# START OF Data to use

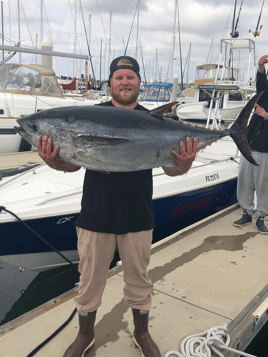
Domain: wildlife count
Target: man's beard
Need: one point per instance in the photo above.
(125, 100)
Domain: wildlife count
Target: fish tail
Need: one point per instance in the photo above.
(238, 130)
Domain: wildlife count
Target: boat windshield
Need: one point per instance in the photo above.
(19, 79)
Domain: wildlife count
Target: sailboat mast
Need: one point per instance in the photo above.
(75, 36)
(137, 38)
(2, 21)
(109, 58)
(173, 40)
(41, 22)
(19, 27)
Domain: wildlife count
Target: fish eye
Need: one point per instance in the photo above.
(34, 127)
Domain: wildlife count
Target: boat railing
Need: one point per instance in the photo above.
(203, 164)
(15, 177)
(60, 196)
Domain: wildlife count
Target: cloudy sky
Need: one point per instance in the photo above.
(203, 23)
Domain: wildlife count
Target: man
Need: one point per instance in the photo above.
(116, 208)
(253, 180)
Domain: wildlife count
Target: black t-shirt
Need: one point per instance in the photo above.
(258, 126)
(117, 202)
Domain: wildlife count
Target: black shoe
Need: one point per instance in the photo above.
(246, 219)
(260, 224)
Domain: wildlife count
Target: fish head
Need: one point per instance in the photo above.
(58, 129)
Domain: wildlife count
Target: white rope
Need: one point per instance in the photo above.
(205, 343)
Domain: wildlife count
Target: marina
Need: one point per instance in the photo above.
(208, 274)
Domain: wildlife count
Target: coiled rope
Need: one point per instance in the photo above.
(204, 344)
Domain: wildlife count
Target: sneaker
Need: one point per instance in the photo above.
(261, 226)
(246, 219)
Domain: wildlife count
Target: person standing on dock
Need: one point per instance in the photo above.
(253, 180)
(116, 209)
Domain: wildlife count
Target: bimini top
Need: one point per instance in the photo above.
(29, 79)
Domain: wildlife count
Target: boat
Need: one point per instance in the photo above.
(217, 92)
(25, 89)
(159, 93)
(49, 201)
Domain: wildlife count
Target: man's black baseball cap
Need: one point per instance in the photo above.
(114, 65)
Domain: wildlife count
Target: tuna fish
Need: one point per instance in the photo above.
(111, 139)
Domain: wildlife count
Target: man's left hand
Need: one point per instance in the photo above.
(185, 159)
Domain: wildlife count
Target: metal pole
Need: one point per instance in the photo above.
(110, 43)
(137, 39)
(2, 19)
(41, 23)
(19, 27)
(100, 61)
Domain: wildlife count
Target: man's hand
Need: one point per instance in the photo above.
(51, 158)
(260, 111)
(184, 160)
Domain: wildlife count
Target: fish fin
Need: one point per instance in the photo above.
(162, 109)
(92, 141)
(238, 130)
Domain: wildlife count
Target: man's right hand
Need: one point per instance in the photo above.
(51, 158)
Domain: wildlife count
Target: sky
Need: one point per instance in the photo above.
(101, 25)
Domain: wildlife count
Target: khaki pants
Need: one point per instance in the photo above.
(96, 251)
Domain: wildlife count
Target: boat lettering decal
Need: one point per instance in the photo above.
(191, 206)
(212, 177)
(64, 219)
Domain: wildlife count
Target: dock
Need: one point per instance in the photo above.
(208, 274)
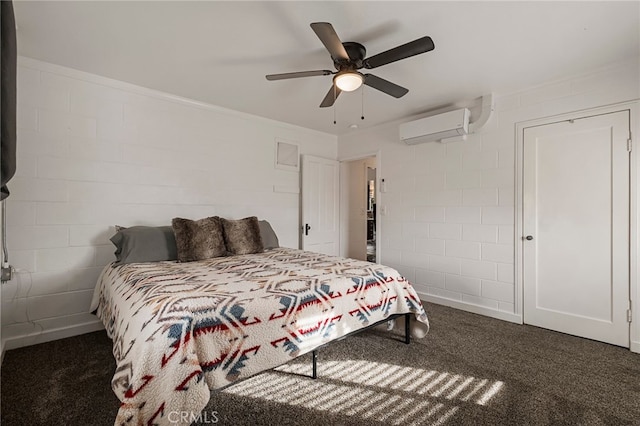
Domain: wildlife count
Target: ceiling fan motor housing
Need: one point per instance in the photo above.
(356, 53)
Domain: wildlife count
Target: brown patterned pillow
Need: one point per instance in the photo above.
(242, 236)
(198, 239)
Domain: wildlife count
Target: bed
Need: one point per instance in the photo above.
(183, 329)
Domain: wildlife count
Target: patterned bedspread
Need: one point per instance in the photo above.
(180, 330)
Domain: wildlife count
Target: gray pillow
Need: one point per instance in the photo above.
(242, 236)
(268, 235)
(198, 239)
(144, 244)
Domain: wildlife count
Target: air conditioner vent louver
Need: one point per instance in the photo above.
(437, 127)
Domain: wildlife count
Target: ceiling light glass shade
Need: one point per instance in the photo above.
(348, 81)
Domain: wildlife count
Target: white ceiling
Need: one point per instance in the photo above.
(219, 52)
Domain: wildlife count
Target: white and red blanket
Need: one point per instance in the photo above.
(180, 330)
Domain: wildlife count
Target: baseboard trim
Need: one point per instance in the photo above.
(49, 335)
(482, 310)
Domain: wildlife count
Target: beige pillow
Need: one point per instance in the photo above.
(198, 239)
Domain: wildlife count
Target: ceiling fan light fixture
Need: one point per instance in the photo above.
(348, 81)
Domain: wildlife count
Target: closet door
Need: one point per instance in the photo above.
(576, 227)
(320, 205)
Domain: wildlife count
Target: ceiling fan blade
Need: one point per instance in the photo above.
(331, 96)
(416, 47)
(286, 75)
(330, 39)
(385, 86)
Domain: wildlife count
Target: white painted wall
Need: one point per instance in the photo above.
(449, 226)
(93, 153)
(353, 199)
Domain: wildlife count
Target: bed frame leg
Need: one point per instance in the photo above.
(407, 328)
(314, 356)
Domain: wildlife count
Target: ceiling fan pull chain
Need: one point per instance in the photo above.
(334, 103)
(362, 109)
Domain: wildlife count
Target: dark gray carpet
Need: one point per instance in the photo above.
(469, 370)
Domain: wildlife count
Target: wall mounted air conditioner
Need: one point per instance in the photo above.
(436, 128)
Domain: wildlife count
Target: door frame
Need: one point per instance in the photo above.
(634, 215)
(378, 155)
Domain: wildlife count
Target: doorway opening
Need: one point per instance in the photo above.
(371, 214)
(359, 233)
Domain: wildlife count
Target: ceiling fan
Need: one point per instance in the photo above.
(349, 57)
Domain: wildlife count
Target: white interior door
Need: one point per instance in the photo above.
(320, 205)
(576, 227)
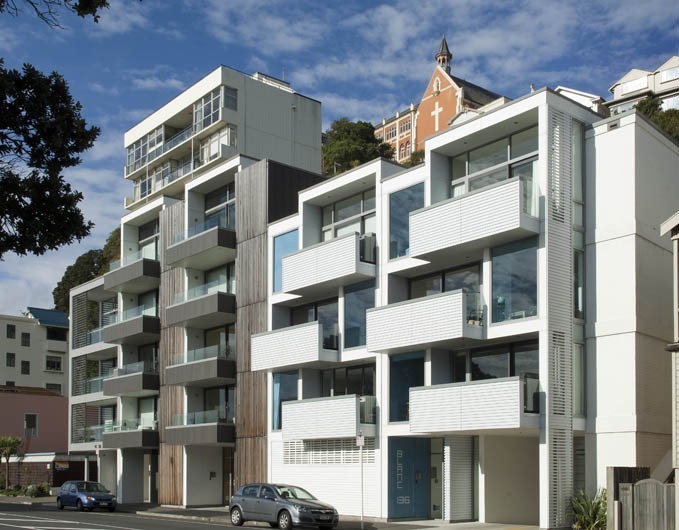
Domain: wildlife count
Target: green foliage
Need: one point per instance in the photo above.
(41, 134)
(666, 120)
(350, 144)
(86, 267)
(8, 447)
(47, 10)
(589, 513)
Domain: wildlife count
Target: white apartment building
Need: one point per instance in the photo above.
(157, 346)
(489, 327)
(34, 349)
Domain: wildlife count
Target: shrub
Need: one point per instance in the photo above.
(589, 513)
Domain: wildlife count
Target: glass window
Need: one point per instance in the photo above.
(488, 156)
(490, 365)
(53, 363)
(284, 389)
(282, 246)
(405, 371)
(401, 203)
(524, 142)
(357, 299)
(514, 280)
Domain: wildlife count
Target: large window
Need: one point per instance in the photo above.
(514, 280)
(325, 313)
(353, 214)
(405, 371)
(401, 203)
(282, 246)
(357, 299)
(284, 389)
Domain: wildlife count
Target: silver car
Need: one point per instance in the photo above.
(280, 505)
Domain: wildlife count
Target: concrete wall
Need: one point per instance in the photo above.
(509, 466)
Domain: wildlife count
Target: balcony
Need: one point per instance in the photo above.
(320, 269)
(131, 433)
(203, 247)
(448, 320)
(205, 306)
(476, 407)
(134, 327)
(133, 380)
(134, 274)
(203, 367)
(465, 225)
(329, 417)
(292, 347)
(210, 427)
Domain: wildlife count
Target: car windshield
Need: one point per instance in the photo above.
(92, 487)
(294, 492)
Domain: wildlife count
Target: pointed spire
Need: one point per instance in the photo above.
(443, 57)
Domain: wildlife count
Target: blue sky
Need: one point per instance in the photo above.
(361, 59)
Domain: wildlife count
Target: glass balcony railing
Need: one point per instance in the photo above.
(368, 409)
(135, 368)
(209, 352)
(227, 222)
(131, 257)
(222, 414)
(202, 290)
(171, 143)
(132, 424)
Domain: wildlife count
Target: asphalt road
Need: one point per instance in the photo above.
(41, 517)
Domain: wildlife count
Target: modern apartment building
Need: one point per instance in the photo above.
(34, 350)
(637, 84)
(477, 337)
(162, 395)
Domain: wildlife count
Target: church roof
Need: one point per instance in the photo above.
(475, 93)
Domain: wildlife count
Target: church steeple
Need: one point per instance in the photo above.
(444, 56)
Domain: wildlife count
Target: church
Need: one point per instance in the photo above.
(446, 96)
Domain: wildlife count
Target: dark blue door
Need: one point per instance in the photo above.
(409, 477)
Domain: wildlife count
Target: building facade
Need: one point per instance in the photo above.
(445, 97)
(477, 337)
(34, 350)
(162, 394)
(637, 84)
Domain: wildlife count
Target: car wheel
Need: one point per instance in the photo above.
(236, 516)
(284, 520)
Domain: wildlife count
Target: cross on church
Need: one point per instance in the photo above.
(435, 114)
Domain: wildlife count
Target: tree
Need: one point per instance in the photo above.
(8, 447)
(349, 144)
(666, 120)
(41, 134)
(86, 267)
(47, 10)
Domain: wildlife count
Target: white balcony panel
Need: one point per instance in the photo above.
(437, 320)
(472, 407)
(323, 418)
(323, 267)
(465, 224)
(291, 347)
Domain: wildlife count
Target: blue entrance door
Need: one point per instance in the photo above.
(409, 477)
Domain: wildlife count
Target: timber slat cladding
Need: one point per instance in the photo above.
(171, 398)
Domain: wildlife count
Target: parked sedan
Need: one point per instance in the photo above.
(280, 505)
(85, 495)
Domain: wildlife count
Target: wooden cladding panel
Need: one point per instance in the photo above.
(170, 466)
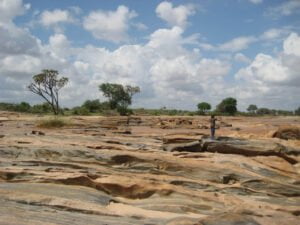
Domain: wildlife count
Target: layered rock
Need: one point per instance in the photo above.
(97, 173)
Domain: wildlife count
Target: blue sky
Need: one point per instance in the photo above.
(179, 52)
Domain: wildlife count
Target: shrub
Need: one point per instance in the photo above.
(82, 111)
(52, 123)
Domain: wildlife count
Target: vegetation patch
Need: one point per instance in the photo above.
(55, 122)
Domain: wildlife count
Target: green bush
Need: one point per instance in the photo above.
(52, 123)
(82, 111)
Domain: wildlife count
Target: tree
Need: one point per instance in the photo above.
(23, 107)
(203, 107)
(252, 108)
(41, 108)
(47, 85)
(297, 111)
(119, 96)
(228, 106)
(264, 111)
(92, 105)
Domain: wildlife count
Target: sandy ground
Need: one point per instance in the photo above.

# END OF Data to use

→ Directive
Find every line in the rows above that contains the word "wall" and copy each of those lines.

→ Response
Target: white painted wall
Target: wall mounted air conditioner
Target: concrete wall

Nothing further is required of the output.